> Exercise
Update the entries below by changing every "drop a dot on every instance of the" to "place one point on each". Leave everything else untouched.

====== Stored data ======

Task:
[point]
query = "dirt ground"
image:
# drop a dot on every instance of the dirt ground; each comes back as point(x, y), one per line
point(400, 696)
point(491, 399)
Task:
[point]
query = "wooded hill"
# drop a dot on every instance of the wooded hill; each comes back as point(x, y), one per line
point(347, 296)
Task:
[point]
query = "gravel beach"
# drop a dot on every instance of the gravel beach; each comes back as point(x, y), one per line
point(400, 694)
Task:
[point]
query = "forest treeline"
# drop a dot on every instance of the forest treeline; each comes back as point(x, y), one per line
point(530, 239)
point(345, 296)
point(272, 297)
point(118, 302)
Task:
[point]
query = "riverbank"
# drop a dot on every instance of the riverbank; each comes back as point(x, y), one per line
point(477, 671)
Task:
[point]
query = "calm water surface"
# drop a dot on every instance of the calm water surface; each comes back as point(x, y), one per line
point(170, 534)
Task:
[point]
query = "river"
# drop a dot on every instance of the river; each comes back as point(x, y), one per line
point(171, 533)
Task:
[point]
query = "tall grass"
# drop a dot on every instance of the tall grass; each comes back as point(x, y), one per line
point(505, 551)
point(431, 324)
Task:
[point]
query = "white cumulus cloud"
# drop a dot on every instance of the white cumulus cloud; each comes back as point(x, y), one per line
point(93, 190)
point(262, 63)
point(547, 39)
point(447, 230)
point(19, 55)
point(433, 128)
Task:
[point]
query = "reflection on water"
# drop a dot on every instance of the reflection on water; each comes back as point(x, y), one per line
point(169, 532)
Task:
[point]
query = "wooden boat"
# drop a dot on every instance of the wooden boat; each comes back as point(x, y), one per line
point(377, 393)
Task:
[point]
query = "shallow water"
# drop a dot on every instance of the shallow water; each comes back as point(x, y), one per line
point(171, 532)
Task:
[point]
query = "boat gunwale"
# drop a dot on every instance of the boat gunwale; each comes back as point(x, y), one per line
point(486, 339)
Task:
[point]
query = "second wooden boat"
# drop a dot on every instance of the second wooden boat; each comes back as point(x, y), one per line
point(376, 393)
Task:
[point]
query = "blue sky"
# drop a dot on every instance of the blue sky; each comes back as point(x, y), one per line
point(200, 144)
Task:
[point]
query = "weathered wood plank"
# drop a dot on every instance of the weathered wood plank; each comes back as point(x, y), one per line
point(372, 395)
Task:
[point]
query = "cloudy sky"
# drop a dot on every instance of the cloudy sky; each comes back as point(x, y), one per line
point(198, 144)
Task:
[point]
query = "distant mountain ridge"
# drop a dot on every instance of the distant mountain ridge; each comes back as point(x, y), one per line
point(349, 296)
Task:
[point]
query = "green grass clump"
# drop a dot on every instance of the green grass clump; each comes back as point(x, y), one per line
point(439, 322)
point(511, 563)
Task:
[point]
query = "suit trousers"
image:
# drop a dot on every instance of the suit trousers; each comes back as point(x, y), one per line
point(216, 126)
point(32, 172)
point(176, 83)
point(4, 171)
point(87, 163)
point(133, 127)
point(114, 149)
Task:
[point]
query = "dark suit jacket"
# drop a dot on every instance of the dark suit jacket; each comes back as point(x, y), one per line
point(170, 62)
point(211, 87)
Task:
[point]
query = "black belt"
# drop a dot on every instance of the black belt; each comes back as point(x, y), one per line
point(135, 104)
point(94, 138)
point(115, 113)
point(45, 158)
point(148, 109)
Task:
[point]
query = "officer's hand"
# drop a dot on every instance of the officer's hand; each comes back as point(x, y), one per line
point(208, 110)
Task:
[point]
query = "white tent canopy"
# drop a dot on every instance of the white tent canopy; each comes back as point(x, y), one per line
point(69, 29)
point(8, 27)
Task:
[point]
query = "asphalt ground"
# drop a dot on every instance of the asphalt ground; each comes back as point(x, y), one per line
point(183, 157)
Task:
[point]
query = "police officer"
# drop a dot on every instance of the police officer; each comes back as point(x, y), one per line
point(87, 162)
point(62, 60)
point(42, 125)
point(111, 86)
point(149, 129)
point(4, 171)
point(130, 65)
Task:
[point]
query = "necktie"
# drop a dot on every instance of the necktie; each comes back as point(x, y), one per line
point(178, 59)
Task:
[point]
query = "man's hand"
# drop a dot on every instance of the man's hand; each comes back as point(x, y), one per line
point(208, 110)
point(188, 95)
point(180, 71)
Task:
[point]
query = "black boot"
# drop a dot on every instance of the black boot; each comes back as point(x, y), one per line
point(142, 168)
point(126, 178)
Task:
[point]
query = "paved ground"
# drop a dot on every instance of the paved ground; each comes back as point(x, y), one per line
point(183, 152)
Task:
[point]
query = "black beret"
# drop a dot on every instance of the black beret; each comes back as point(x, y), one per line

======

> Task result
Task:
[point]
query = "dirt ground"
image:
# place one point on each dirt ground; each comes back as point(x, y), one per line
point(400, 696)
point(491, 399)
Task:
[point]
query = "wooded hill"
# place one point on each wooded hill; each comes back as point(x, y), one per line
point(347, 296)
Task:
[point]
query = "gravel beach"
# place one point on each gravel beach; each comes back as point(x, y), one per line
point(400, 694)
Task:
[point]
query = "forest treeline"
# place one point on each forest treeline; each comes back as point(x, y), one per line
point(530, 239)
point(345, 296)
point(272, 297)
point(118, 302)
Task:
[point]
query = "riverbank"
# place one point on each riverbank; each comes back as point(x, y), one per line
point(477, 671)
Task:
[point]
query = "calm water surface"
# place one point on each calm water surface; each comes back as point(x, y), one per line
point(170, 534)
Task:
[point]
query = "river"
# place one point on each river; each comes back as point(x, y), one per line
point(171, 533)
Task:
[point]
query = "tall grass"
# place one point on each tall grass; each comes back as point(x, y), one per line
point(505, 551)
point(431, 324)
Task:
[point]
query = "white cumulus cloud"
# place one point on each white cumulus cloud; each comes back as point(x, y), one per line
point(93, 190)
point(262, 63)
point(547, 39)
point(447, 230)
point(19, 55)
point(433, 128)
Task:
[point]
query = "reflection on water"
# place one point on each reflection on water; each comes back as point(x, y), one per line
point(169, 532)
Task:
[point]
query = "wooden boat"
# place one point on each wooden boat; each comes back as point(x, y), one per line
point(377, 393)
Task:
[point]
query = "shallow water"
# place one point on each shallow water; each comes back as point(x, y), one per line
point(171, 532)
Task:
[point]
query = "boat gunwale"
# place one point on each boat gunwale; each comes back as point(x, y), one per line
point(486, 339)
Task:
[point]
query = "second wooden boat"
# place one point on each second wooden boat; each comes back as point(x, y), one per line
point(376, 393)
Task:
[point]
query = "blue sky"
# place one point on each blue sky; each comes back as point(x, y), one per line
point(200, 144)
Task:
[point]
query = "weathered wood plank"
# place one point on each weathered wood plank; each comes back as point(x, y), one per line
point(372, 395)
Task:
[point]
query = "cloudy sky"
# place one point on each cloudy sky; each comes back as point(x, y), one per line
point(198, 144)
Task:
[point]
query = "distant mountain ridge"
# place one point on each distant mountain ridge; each comes back as point(x, y), one per line
point(349, 296)
Task:
[point]
query = "green grass clump"
# place one point on each green grass clump; each comes back as point(x, y), one per line
point(439, 322)
point(511, 563)
Task:
[point]
query = "suit trousers"
image:
# place one point on each suit trousers; each comes back as point(x, y), one per line
point(216, 126)
point(32, 172)
point(176, 83)
point(4, 171)
point(87, 163)
point(133, 127)
point(114, 149)
Task:
[point]
query = "dark suit jacket"
# place one point on each dark suit jacket; each comes back as point(x, y), one per line
point(170, 62)
point(211, 87)
Task:
[point]
query = "black belt"
# place one point on each black belt; each comes back as point(x, y), one per line
point(135, 104)
point(94, 138)
point(115, 113)
point(45, 158)
point(148, 109)
Task:
[point]
query = "officer's hand"
# place one point on each officer's hand; each comes back as point(x, y), one per line
point(208, 110)
Task:
[point]
query = "white tent canopy"
# place one point on each white tent canopy; each comes back as point(x, y), one per line
point(69, 29)
point(8, 27)
Task:
[point]
query = "asphalt ground"
# place one point on each asphalt ground; each comes back as point(x, y), one per line
point(183, 157)
Task:
[point]
query = "police officer"
# place one point on each police officer; each comes back as point(x, y), one per line
point(87, 162)
point(62, 60)
point(42, 125)
point(111, 86)
point(149, 129)
point(4, 171)
point(130, 65)
Task:
[point]
query = "necktie"
# place one point on each necktie; each comes back as point(x, y), one per line
point(178, 59)
Task:
[point]
query = "man's hand"
# place one point on each man's hand; each comes back as point(x, y), one per line
point(208, 110)
point(188, 95)
point(180, 71)
Task:
[point]
query = "black boot"
# place one point on each black boot; each comes back as point(x, y), one per line
point(142, 168)
point(126, 178)
Task:
[point]
query = "paved ground"
# place one point on each paved ground; each comes back as point(x, y), one per line
point(183, 152)
Task:
[point]
query = "black beret"
# place one point on each black beret; each comes back as point(x, y), one per line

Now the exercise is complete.